** Start Data for this task **
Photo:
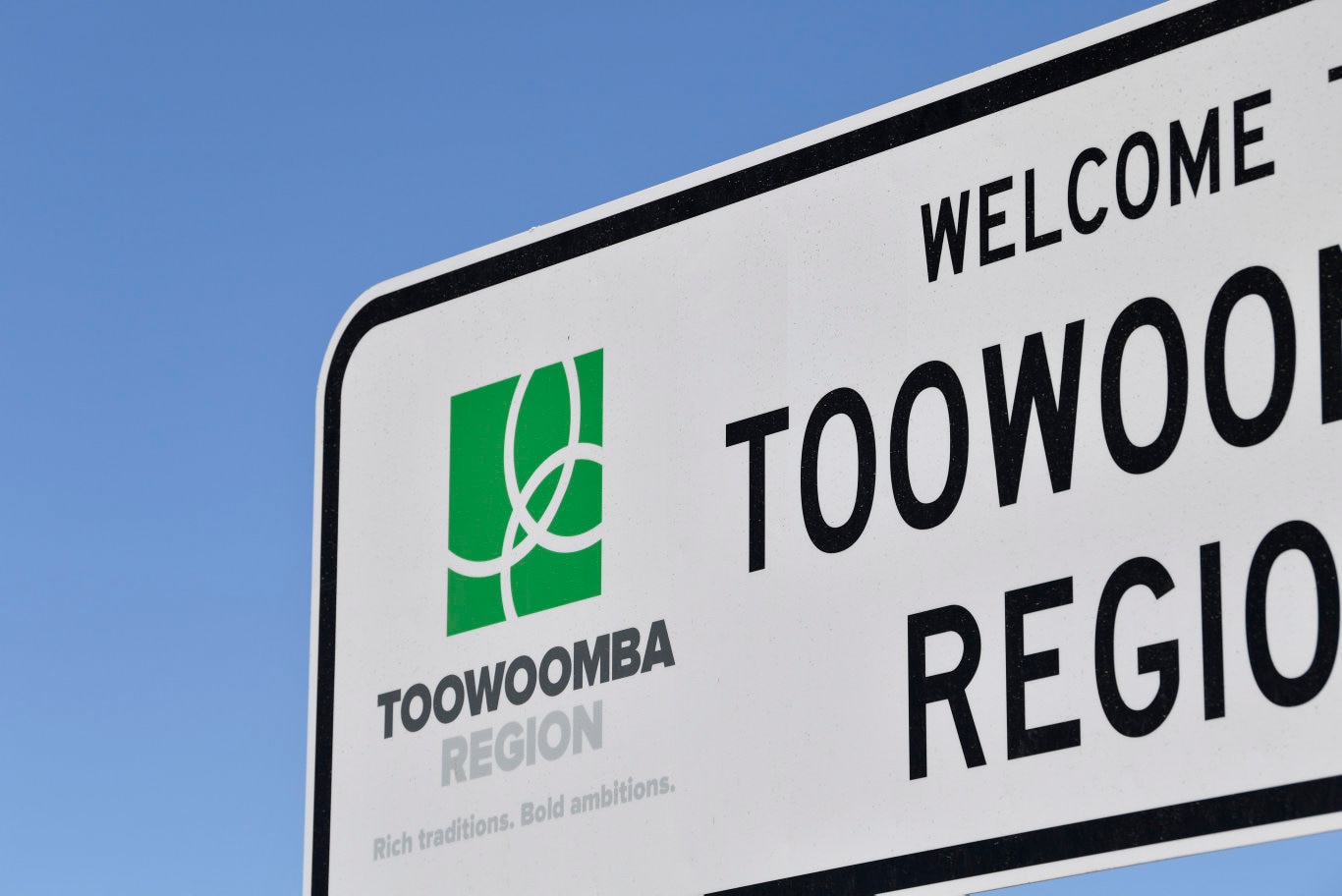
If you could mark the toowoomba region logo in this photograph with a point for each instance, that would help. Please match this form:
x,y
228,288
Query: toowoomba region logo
x,y
524,524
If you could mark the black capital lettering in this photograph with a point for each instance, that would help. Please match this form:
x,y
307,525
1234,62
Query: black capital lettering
x,y
836,538
1161,659
1295,535
388,703
1239,430
949,228
1082,224
1130,458
988,220
755,430
1029,667
1043,239
1208,156
939,375
1034,389
1246,173
1126,205
945,686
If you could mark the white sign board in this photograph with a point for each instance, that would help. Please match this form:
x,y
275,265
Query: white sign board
x,y
945,498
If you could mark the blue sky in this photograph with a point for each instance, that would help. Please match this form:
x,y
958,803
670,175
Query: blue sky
x,y
191,195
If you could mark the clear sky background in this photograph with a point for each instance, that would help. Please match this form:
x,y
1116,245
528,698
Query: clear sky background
x,y
191,195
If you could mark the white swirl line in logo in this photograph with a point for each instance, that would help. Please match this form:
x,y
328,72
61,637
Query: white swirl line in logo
x,y
537,530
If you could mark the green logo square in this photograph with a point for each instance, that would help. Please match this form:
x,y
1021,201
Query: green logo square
x,y
524,513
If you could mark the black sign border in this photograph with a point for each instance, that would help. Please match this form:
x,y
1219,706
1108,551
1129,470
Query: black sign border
x,y
950,863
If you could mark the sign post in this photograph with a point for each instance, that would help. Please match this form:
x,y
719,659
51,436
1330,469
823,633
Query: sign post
x,y
942,499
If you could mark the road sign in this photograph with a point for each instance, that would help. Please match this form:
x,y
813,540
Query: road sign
x,y
942,499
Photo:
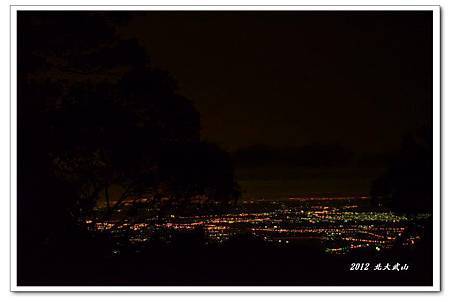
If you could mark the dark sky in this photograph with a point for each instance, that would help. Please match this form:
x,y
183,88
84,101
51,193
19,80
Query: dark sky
x,y
358,80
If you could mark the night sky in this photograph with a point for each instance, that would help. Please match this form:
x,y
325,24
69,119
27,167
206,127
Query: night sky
x,y
359,80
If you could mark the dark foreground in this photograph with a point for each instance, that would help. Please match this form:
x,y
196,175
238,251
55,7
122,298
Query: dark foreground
x,y
87,261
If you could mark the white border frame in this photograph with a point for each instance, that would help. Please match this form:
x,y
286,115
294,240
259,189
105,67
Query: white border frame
x,y
436,153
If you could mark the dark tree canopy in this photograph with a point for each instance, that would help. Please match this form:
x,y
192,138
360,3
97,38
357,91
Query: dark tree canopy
x,y
407,185
94,113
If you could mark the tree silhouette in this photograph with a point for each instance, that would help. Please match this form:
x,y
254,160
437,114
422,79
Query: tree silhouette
x,y
407,185
94,113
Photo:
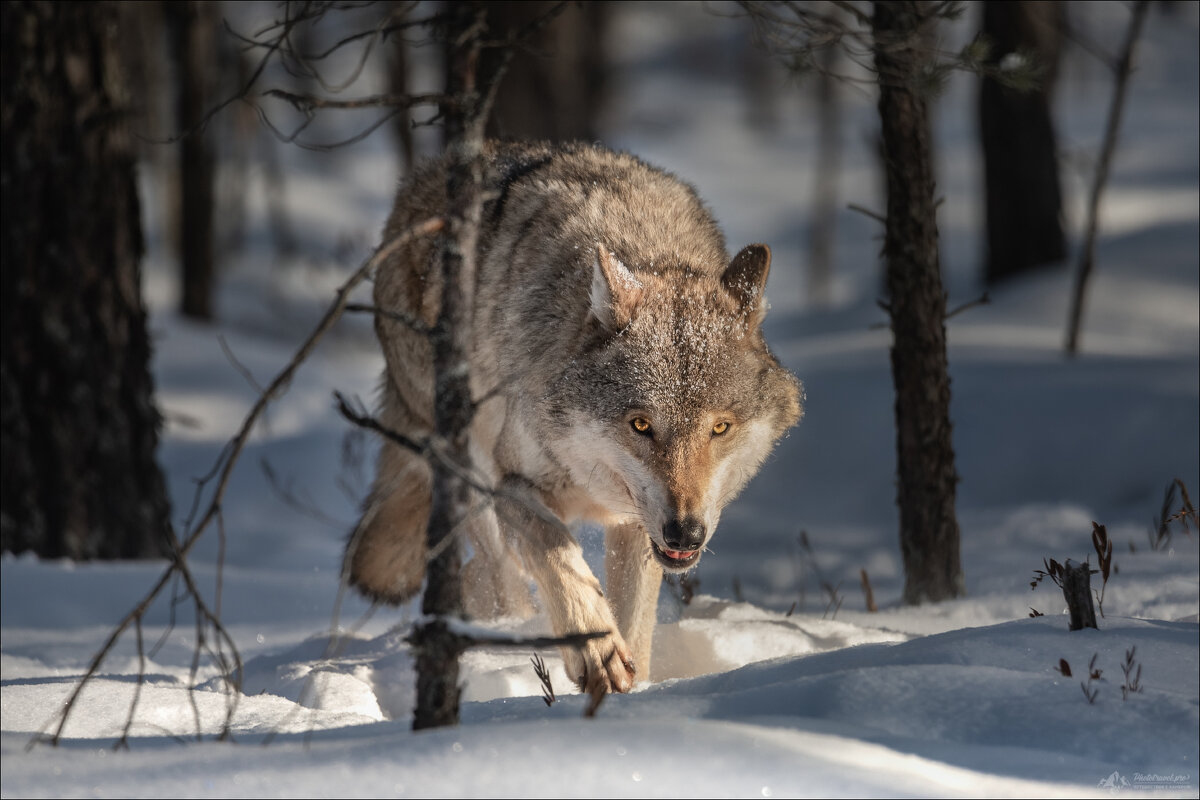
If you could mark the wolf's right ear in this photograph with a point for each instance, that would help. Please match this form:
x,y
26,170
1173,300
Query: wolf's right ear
x,y
745,278
616,292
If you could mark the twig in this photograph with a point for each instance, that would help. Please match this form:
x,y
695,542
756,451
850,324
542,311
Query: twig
x,y
547,687
868,212
982,300
221,471
1087,259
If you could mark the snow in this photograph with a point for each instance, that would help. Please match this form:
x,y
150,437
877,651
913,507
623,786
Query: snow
x,y
757,689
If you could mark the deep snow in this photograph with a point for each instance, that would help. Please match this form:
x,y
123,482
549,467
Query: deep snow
x,y
757,689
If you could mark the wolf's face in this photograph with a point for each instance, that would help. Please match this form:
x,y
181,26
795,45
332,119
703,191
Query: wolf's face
x,y
679,402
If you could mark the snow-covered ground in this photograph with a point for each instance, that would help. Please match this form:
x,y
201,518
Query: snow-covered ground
x,y
760,686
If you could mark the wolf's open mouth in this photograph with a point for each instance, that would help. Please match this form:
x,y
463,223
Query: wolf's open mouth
x,y
675,560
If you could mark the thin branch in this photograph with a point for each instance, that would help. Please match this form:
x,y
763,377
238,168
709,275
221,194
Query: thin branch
x,y
309,102
1087,259
982,300
868,212
412,322
222,470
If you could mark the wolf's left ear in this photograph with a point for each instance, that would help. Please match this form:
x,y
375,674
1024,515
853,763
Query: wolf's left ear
x,y
745,278
616,292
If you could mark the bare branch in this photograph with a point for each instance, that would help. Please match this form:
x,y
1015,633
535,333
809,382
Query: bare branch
x,y
1087,259
231,663
310,102
982,300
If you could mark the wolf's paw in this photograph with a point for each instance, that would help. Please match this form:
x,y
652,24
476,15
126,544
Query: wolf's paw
x,y
601,665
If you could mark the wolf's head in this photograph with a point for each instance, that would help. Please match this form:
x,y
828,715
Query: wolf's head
x,y
676,401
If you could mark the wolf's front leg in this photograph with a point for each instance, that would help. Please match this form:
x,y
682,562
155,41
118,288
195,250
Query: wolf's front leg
x,y
633,578
570,593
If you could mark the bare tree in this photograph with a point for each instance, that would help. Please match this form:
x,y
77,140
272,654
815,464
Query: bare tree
x,y
1020,156
192,25
897,42
929,528
79,426
437,648
556,78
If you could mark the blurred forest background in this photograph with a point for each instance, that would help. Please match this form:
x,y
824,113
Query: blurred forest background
x,y
184,152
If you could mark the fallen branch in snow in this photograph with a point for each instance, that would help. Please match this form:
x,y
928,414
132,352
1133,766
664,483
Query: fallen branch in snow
x,y
547,687
208,621
1093,674
868,595
1103,546
1077,589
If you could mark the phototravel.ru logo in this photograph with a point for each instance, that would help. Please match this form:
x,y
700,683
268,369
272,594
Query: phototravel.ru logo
x,y
1145,781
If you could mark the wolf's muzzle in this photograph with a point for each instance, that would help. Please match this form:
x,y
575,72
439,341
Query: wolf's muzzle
x,y
684,535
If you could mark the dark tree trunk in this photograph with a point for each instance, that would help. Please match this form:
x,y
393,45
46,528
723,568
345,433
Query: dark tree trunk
x,y
555,85
79,426
192,24
825,200
437,648
929,530
1023,196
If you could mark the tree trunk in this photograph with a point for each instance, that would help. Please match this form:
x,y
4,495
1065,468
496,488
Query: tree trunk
x,y
929,530
79,426
1023,196
825,200
192,25
437,648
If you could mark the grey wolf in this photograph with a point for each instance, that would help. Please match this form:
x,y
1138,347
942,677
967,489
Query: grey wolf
x,y
621,377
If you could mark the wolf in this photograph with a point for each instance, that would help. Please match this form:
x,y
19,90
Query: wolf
x,y
619,376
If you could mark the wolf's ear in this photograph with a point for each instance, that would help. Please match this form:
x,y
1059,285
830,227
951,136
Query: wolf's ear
x,y
616,292
745,280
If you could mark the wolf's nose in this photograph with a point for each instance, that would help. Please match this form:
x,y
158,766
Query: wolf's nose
x,y
687,535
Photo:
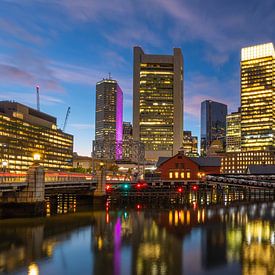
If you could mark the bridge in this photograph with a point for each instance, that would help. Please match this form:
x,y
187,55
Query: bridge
x,y
247,181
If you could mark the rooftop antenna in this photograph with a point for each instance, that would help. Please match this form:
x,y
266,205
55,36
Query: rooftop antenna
x,y
37,98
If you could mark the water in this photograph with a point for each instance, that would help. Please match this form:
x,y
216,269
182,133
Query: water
x,y
209,239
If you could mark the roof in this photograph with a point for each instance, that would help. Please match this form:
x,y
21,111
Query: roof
x,y
261,169
207,161
161,160
201,161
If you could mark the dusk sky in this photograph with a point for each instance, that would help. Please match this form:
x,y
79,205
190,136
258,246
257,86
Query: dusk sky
x,y
66,46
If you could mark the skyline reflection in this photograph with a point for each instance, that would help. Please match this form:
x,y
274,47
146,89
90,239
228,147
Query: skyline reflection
x,y
204,239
** End Data for this task **
*Short problem*: Write out only the final block of lines, starting at the line with "If you could mark the water" and running to the end of the material.

*Solution for this task*:
If you could mark the water in this photograph with a point for each instance, that would help. Please match this form:
x,y
216,269
182,133
Query: water
x,y
209,239
If you could mark the roof in this photograph with a point for each instance, that would help. Please match this form:
x,y
21,111
Query: roof
x,y
261,169
207,161
161,160
201,161
If you could mark the dusk sky in this photograph with a point for each instance, that would help. Please match this form:
x,y
79,205
190,136
258,246
257,86
Query: dusk sky
x,y
66,46
If you could mark the skyline reflection in this photograph with a point for each instance, that would help. Please match this form:
x,y
274,47
146,89
90,239
228,147
Query: skyline reflection
x,y
204,239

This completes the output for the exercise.